* What is expected *
Starting at the line that contains "query (the noun phrase to segment): person" and ending with the last line of the material, render those lines as a numbered list and omit any blank lines.

* Given information *
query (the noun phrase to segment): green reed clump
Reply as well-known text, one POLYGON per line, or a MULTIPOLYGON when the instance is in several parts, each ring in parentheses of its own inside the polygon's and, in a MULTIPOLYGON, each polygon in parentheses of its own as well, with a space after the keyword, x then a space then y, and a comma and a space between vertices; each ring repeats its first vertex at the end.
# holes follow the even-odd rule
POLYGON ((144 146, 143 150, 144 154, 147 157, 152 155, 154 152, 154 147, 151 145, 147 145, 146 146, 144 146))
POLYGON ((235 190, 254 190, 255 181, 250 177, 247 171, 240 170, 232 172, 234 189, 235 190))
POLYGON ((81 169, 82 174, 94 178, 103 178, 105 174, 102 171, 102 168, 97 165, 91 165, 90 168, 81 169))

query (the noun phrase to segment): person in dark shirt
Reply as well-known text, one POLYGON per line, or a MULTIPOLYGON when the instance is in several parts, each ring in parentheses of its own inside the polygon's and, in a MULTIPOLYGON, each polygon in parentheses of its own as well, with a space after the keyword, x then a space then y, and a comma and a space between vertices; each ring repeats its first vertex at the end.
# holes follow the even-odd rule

* Correct result *
1. query (the noun phrase to segment): person in dark shirt
2. Reply as well-known text, one POLYGON per line, or a MULTIPOLYGON when the instance is in several parts, each ring in parentheses of its own inside the polygon's and, in a MULTIPOLYGON, each polygon in parentheses of its own as well, with a space after the keyword, x then a space then y, and a comma and a space between vertices; each ring repeats its first vertex at the end.
3. # holes follow the even-odd rule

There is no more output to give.